• _What is expected_
Read the entries below and pull out each line with the string "purple".

• _Supplied material_
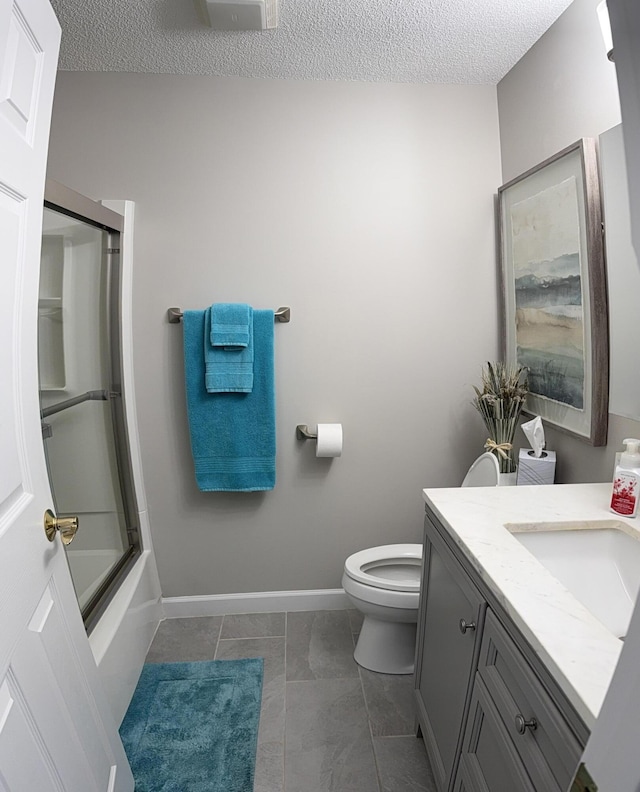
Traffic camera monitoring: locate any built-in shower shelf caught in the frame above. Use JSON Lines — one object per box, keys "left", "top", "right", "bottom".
{"left": 38, "top": 233, "right": 67, "bottom": 390}
{"left": 38, "top": 300, "right": 65, "bottom": 389}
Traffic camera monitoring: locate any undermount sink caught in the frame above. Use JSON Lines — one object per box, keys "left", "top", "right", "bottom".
{"left": 506, "top": 521, "right": 640, "bottom": 640}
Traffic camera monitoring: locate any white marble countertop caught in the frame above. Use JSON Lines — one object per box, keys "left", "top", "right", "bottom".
{"left": 422, "top": 482, "right": 628, "bottom": 729}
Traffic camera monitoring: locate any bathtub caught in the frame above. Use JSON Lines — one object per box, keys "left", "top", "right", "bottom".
{"left": 88, "top": 536, "right": 162, "bottom": 726}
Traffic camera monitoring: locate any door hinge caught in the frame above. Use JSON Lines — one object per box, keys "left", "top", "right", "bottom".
{"left": 107, "top": 247, "right": 120, "bottom": 254}
{"left": 570, "top": 762, "right": 598, "bottom": 792}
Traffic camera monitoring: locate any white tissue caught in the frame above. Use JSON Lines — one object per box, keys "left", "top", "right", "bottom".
{"left": 521, "top": 416, "right": 545, "bottom": 458}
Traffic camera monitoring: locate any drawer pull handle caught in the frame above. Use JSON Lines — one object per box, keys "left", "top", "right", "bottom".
{"left": 459, "top": 619, "right": 476, "bottom": 634}
{"left": 515, "top": 714, "right": 537, "bottom": 735}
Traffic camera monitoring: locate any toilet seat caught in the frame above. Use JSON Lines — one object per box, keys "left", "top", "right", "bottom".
{"left": 342, "top": 574, "right": 420, "bottom": 611}
{"left": 343, "top": 544, "right": 422, "bottom": 592}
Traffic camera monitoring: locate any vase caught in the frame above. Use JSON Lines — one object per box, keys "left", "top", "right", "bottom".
{"left": 487, "top": 418, "right": 518, "bottom": 475}
{"left": 498, "top": 472, "right": 518, "bottom": 487}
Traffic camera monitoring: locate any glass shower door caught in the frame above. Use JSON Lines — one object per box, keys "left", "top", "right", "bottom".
{"left": 38, "top": 195, "right": 140, "bottom": 630}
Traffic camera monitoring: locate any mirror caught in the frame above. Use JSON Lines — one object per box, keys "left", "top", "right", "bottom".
{"left": 599, "top": 124, "right": 640, "bottom": 421}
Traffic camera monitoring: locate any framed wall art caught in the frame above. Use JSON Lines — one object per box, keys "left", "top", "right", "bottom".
{"left": 498, "top": 138, "right": 609, "bottom": 446}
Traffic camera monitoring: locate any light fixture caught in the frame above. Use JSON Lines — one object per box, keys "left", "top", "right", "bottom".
{"left": 597, "top": 0, "right": 614, "bottom": 62}
{"left": 203, "top": 0, "right": 277, "bottom": 31}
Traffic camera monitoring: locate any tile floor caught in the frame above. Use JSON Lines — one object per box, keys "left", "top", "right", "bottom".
{"left": 145, "top": 609, "right": 436, "bottom": 792}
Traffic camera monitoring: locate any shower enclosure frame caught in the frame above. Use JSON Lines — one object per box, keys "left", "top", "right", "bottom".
{"left": 42, "top": 180, "right": 142, "bottom": 634}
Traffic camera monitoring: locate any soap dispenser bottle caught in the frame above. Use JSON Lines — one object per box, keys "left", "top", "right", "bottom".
{"left": 610, "top": 438, "right": 640, "bottom": 517}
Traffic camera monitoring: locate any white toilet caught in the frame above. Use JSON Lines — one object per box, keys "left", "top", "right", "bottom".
{"left": 342, "top": 544, "right": 422, "bottom": 674}
{"left": 342, "top": 452, "right": 500, "bottom": 674}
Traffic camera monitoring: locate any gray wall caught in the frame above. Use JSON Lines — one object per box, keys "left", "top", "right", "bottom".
{"left": 498, "top": 0, "right": 621, "bottom": 183}
{"left": 47, "top": 75, "right": 501, "bottom": 596}
{"left": 497, "top": 0, "right": 640, "bottom": 483}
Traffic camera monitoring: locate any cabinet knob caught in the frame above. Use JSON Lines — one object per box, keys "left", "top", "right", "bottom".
{"left": 514, "top": 714, "right": 537, "bottom": 735}
{"left": 459, "top": 619, "right": 476, "bottom": 634}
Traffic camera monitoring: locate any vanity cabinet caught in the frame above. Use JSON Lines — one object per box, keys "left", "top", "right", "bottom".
{"left": 414, "top": 519, "right": 487, "bottom": 791}
{"left": 415, "top": 512, "right": 585, "bottom": 792}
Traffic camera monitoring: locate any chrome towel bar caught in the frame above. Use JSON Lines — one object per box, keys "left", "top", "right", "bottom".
{"left": 168, "top": 306, "right": 291, "bottom": 324}
{"left": 41, "top": 389, "right": 115, "bottom": 418}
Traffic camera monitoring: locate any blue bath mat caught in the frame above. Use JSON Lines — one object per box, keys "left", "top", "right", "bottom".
{"left": 120, "top": 658, "right": 263, "bottom": 792}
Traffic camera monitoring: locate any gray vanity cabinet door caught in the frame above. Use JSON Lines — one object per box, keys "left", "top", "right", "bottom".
{"left": 415, "top": 519, "right": 486, "bottom": 792}
{"left": 477, "top": 611, "right": 582, "bottom": 792}
{"left": 455, "top": 675, "right": 536, "bottom": 792}
{"left": 452, "top": 763, "right": 477, "bottom": 792}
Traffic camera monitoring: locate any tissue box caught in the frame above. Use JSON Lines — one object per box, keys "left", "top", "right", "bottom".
{"left": 517, "top": 448, "right": 556, "bottom": 485}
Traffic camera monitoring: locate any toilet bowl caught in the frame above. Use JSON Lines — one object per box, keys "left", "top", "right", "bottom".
{"left": 342, "top": 544, "right": 422, "bottom": 674}
{"left": 342, "top": 453, "right": 500, "bottom": 675}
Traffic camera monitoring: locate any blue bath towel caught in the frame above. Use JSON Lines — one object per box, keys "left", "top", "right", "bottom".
{"left": 204, "top": 307, "right": 254, "bottom": 393}
{"left": 210, "top": 302, "right": 251, "bottom": 348}
{"left": 184, "top": 308, "right": 276, "bottom": 492}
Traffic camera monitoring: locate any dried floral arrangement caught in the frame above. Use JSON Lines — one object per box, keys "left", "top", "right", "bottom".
{"left": 472, "top": 362, "right": 529, "bottom": 474}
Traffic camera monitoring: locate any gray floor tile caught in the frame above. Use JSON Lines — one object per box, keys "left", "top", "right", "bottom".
{"left": 141, "top": 609, "right": 434, "bottom": 792}
{"left": 215, "top": 635, "right": 285, "bottom": 682}
{"left": 286, "top": 610, "right": 359, "bottom": 681}
{"left": 360, "top": 668, "right": 416, "bottom": 736}
{"left": 285, "top": 678, "right": 380, "bottom": 792}
{"left": 373, "top": 736, "right": 436, "bottom": 792}
{"left": 144, "top": 616, "right": 222, "bottom": 663}
{"left": 215, "top": 636, "right": 286, "bottom": 746}
{"left": 347, "top": 608, "right": 364, "bottom": 635}
{"left": 220, "top": 611, "right": 286, "bottom": 639}
{"left": 254, "top": 741, "right": 284, "bottom": 792}
{"left": 257, "top": 673, "right": 286, "bottom": 747}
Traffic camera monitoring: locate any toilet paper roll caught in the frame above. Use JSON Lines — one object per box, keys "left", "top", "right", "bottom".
{"left": 316, "top": 423, "right": 343, "bottom": 457}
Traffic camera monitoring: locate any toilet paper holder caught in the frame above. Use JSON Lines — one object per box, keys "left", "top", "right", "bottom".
{"left": 297, "top": 423, "right": 343, "bottom": 457}
{"left": 296, "top": 425, "right": 318, "bottom": 440}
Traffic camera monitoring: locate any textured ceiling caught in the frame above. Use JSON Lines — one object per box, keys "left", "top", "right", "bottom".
{"left": 51, "top": 0, "right": 574, "bottom": 84}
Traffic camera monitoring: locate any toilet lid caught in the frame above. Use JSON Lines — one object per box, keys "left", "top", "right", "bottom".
{"left": 344, "top": 544, "right": 422, "bottom": 592}
{"left": 461, "top": 452, "right": 500, "bottom": 487}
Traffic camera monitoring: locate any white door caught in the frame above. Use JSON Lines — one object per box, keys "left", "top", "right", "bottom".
{"left": 576, "top": 2, "right": 640, "bottom": 791}
{"left": 0, "top": 0, "right": 134, "bottom": 789}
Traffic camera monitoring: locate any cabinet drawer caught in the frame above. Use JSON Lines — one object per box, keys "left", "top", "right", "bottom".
{"left": 455, "top": 675, "right": 535, "bottom": 792}
{"left": 477, "top": 611, "right": 581, "bottom": 791}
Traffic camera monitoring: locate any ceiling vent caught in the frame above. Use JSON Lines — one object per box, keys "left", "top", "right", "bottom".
{"left": 204, "top": 0, "right": 277, "bottom": 31}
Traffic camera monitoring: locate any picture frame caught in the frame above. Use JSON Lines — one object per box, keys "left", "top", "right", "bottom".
{"left": 498, "top": 138, "right": 609, "bottom": 446}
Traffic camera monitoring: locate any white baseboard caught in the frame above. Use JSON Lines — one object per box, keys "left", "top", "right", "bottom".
{"left": 162, "top": 588, "right": 350, "bottom": 619}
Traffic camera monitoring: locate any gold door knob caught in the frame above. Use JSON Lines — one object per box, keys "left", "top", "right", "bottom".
{"left": 44, "top": 509, "right": 79, "bottom": 545}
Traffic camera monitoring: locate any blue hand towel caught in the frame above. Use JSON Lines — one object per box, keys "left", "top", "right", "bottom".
{"left": 211, "top": 303, "right": 252, "bottom": 348}
{"left": 204, "top": 307, "right": 254, "bottom": 393}
{"left": 183, "top": 309, "right": 276, "bottom": 492}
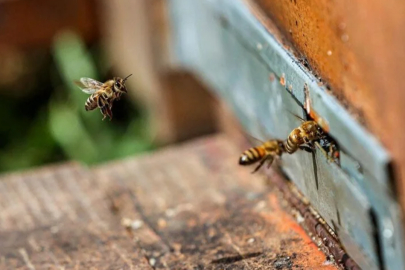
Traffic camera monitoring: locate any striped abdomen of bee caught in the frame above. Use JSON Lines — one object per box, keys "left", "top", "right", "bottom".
{"left": 84, "top": 94, "right": 99, "bottom": 111}
{"left": 84, "top": 92, "right": 111, "bottom": 111}
{"left": 85, "top": 91, "right": 115, "bottom": 120}
{"left": 285, "top": 121, "right": 324, "bottom": 154}
{"left": 239, "top": 140, "right": 285, "bottom": 173}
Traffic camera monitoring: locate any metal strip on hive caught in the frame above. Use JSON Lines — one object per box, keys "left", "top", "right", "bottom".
{"left": 167, "top": 0, "right": 405, "bottom": 269}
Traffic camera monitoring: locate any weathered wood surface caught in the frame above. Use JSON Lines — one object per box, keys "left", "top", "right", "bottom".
{"left": 0, "top": 135, "right": 336, "bottom": 269}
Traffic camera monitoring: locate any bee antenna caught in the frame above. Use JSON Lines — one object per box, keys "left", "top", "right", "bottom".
{"left": 287, "top": 110, "right": 305, "bottom": 122}
{"left": 123, "top": 74, "right": 133, "bottom": 81}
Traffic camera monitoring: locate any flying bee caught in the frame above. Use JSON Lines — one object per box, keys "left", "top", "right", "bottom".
{"left": 239, "top": 138, "right": 285, "bottom": 173}
{"left": 74, "top": 74, "right": 132, "bottom": 120}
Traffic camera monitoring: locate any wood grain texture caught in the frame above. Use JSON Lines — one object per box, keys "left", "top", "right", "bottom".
{"left": 0, "top": 135, "right": 336, "bottom": 269}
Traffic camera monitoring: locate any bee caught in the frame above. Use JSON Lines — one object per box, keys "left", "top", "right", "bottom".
{"left": 285, "top": 114, "right": 325, "bottom": 154}
{"left": 74, "top": 74, "right": 132, "bottom": 120}
{"left": 239, "top": 138, "right": 285, "bottom": 173}
{"left": 319, "top": 137, "right": 340, "bottom": 164}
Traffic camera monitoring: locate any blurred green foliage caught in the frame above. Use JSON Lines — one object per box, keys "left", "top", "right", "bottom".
{"left": 0, "top": 31, "right": 154, "bottom": 172}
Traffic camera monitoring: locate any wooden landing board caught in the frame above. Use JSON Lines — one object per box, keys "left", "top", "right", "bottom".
{"left": 0, "top": 135, "right": 336, "bottom": 269}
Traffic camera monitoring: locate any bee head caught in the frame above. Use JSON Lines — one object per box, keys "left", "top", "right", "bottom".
{"left": 113, "top": 74, "right": 132, "bottom": 93}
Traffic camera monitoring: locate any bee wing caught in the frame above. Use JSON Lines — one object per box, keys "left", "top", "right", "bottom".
{"left": 73, "top": 81, "right": 96, "bottom": 94}
{"left": 80, "top": 77, "right": 103, "bottom": 88}
{"left": 74, "top": 78, "right": 103, "bottom": 94}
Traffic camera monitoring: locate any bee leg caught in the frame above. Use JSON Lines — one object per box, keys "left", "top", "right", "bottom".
{"left": 98, "top": 96, "right": 108, "bottom": 121}
{"left": 251, "top": 158, "right": 267, "bottom": 174}
{"left": 299, "top": 145, "right": 314, "bottom": 153}
{"left": 267, "top": 156, "right": 275, "bottom": 169}
{"left": 100, "top": 106, "right": 108, "bottom": 121}
{"left": 106, "top": 106, "right": 113, "bottom": 121}
{"left": 329, "top": 143, "right": 339, "bottom": 162}
{"left": 329, "top": 143, "right": 338, "bottom": 156}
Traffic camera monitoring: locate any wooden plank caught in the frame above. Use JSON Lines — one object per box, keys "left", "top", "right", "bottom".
{"left": 0, "top": 135, "right": 337, "bottom": 269}
{"left": 0, "top": 163, "right": 154, "bottom": 269}
{"left": 92, "top": 135, "right": 336, "bottom": 269}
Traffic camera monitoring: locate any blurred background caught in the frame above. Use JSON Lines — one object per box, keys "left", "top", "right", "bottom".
{"left": 0, "top": 0, "right": 219, "bottom": 173}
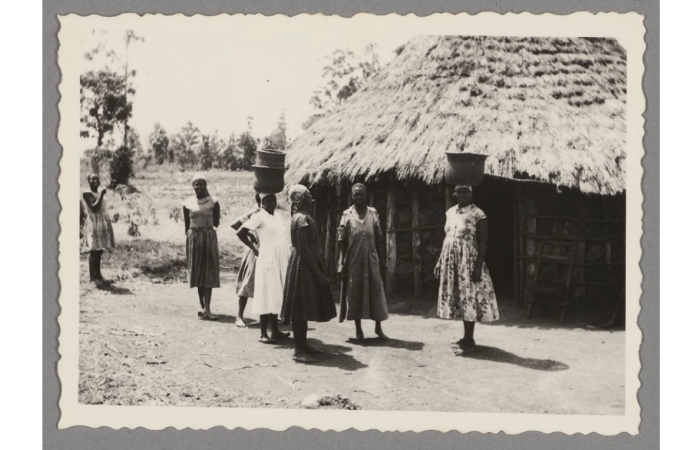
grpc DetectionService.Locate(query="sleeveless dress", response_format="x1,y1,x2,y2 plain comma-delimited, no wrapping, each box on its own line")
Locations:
184,195,220,288
436,204,499,322
81,190,115,253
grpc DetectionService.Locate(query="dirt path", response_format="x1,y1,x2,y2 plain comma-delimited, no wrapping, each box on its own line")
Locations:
79,268,625,415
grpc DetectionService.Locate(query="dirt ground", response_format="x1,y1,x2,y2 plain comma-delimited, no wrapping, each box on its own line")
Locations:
78,265,625,415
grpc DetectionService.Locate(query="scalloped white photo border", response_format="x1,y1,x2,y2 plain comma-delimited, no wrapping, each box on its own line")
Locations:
56,12,645,434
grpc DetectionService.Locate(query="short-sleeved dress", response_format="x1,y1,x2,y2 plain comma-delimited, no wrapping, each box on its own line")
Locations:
184,195,220,289
337,205,389,322
81,190,115,253
436,204,499,322
242,210,290,316
281,213,337,325
234,208,259,298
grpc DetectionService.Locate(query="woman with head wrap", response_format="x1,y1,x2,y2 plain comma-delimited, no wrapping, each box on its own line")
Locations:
237,192,291,342
434,185,499,354
281,185,337,363
337,183,389,340
230,193,261,328
183,174,221,320
81,173,115,283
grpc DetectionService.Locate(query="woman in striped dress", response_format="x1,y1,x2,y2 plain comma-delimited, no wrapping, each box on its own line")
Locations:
183,174,221,320
230,194,261,327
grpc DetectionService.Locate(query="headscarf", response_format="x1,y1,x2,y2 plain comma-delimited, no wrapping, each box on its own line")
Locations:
288,184,310,215
454,184,473,193
191,173,207,185
191,173,210,199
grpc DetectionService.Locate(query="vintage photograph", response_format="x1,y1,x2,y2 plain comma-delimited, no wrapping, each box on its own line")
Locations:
57,13,645,434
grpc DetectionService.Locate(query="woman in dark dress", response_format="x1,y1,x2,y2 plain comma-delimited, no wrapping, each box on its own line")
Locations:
281,185,337,363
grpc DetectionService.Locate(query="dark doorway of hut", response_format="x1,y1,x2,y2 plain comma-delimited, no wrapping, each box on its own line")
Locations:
473,177,516,303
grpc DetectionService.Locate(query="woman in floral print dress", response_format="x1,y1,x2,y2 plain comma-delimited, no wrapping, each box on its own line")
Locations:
434,185,498,354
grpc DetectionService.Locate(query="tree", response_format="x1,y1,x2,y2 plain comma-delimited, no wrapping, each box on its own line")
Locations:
199,133,220,171
127,128,144,162
109,145,134,186
171,122,202,171
237,131,257,171
121,31,145,147
80,70,132,147
148,123,170,165
80,30,144,148
217,132,241,170
305,43,382,127
263,111,288,150
81,30,144,181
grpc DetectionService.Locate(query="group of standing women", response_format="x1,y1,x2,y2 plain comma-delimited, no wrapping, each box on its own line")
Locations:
183,175,341,363
182,173,500,359
82,171,500,363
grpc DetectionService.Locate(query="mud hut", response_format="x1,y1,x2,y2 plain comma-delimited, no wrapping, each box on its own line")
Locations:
286,36,626,318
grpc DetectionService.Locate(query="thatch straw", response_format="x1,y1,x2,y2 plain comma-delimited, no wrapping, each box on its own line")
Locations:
286,36,627,195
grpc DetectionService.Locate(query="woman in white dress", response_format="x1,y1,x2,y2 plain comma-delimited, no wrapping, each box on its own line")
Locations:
236,193,291,342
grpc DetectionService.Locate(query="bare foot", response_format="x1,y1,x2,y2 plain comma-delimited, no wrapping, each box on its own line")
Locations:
354,329,365,341
271,331,290,340
293,354,318,364
203,313,219,321
235,318,247,328
259,335,274,343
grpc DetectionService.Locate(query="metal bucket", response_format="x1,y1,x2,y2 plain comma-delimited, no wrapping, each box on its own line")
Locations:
444,152,488,185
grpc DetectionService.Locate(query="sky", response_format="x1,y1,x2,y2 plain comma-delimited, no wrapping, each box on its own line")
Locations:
79,17,425,150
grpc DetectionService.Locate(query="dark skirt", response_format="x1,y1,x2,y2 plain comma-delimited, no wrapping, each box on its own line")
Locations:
281,248,337,325
186,228,220,288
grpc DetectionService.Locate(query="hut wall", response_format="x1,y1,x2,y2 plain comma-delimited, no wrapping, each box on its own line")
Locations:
515,183,626,312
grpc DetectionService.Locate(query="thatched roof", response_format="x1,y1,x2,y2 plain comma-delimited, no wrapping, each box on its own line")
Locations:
286,36,627,195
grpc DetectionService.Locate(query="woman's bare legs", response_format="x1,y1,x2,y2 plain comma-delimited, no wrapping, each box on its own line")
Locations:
458,321,476,354
269,314,290,340
236,296,248,327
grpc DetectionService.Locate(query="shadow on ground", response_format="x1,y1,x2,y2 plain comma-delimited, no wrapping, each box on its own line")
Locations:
462,345,570,372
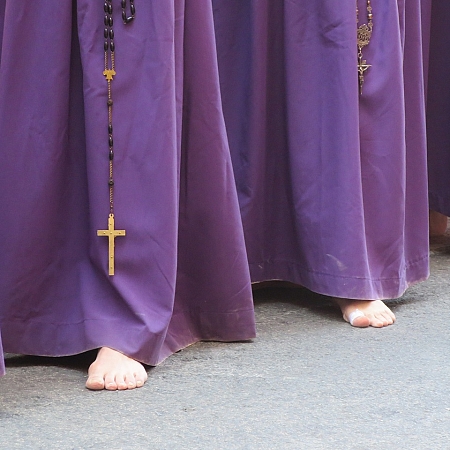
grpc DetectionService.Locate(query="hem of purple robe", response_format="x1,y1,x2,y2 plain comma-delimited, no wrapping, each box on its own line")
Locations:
429,192,450,217
0,308,256,368
248,254,430,300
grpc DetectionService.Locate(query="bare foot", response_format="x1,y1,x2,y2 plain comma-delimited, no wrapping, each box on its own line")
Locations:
333,298,396,328
86,347,148,391
429,210,448,236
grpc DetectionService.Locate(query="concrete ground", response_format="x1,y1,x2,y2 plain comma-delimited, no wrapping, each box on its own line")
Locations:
1,235,450,450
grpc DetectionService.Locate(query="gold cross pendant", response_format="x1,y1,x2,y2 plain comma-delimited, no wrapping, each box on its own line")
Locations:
97,214,126,276
357,53,371,95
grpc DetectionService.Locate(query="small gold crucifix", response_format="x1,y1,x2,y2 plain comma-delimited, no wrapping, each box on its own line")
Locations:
357,54,371,95
97,213,126,276
103,68,116,81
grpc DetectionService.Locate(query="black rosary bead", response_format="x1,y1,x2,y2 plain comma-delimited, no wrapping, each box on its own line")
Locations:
122,0,136,24
102,2,136,225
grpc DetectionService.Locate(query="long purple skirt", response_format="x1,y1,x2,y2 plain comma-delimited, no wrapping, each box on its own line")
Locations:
0,0,256,377
213,0,429,300
426,1,450,215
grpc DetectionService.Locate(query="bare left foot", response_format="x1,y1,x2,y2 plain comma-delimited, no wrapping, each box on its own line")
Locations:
333,298,396,328
86,347,148,391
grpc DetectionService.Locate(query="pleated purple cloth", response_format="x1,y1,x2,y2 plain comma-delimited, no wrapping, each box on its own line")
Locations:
212,0,429,300
425,1,450,215
0,0,256,377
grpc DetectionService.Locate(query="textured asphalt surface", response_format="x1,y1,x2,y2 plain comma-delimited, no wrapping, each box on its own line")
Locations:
1,235,449,449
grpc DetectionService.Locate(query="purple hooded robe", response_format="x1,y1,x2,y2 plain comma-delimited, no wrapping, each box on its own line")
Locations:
212,0,429,300
0,0,256,377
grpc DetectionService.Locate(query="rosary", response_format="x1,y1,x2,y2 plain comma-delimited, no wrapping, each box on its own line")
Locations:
357,0,373,95
97,0,136,276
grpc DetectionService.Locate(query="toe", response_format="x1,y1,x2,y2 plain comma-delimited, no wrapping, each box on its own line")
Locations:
350,314,370,328
135,376,146,388
371,318,385,328
373,311,394,327
375,313,394,327
382,312,395,325
135,371,148,388
104,372,119,391
125,372,137,390
86,375,105,390
115,374,128,390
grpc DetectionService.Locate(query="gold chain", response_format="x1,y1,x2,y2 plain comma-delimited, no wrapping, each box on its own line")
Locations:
357,1,373,95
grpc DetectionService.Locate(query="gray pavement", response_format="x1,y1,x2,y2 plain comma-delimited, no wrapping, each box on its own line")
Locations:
1,236,450,449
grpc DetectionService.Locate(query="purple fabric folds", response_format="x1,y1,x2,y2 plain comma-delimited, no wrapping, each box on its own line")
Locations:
426,1,450,215
213,0,429,300
0,0,256,374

• _Solution_
grpc DetectionService.Locate(query="hem of purple robe", response_format="x1,y1,x2,y2 plain comma-delimited, no wrapping, each box on its own line")
grpc DetectionService.Locate(query="long purple skirt", response_format="x1,y1,x2,y2 plain comma-delimited, no wrapping, each box on its own line")
grpc DetectionService.Locate(query="pleated purple cloth", response_format="x1,y1,x2,y2 plain comma-delimited, no wrapping, each box on its own line")
grpc DetectionService.Locate(query="purple hooded robe", response_format="x1,y1,x2,y2 plain comma-delimited, no wrapping, each box on its own line")
grpc DetectionService.Locate(query="purple fabric folds", response_format="x1,y1,x2,y2 plain comma-delimited, no wrapping, each box on its own line")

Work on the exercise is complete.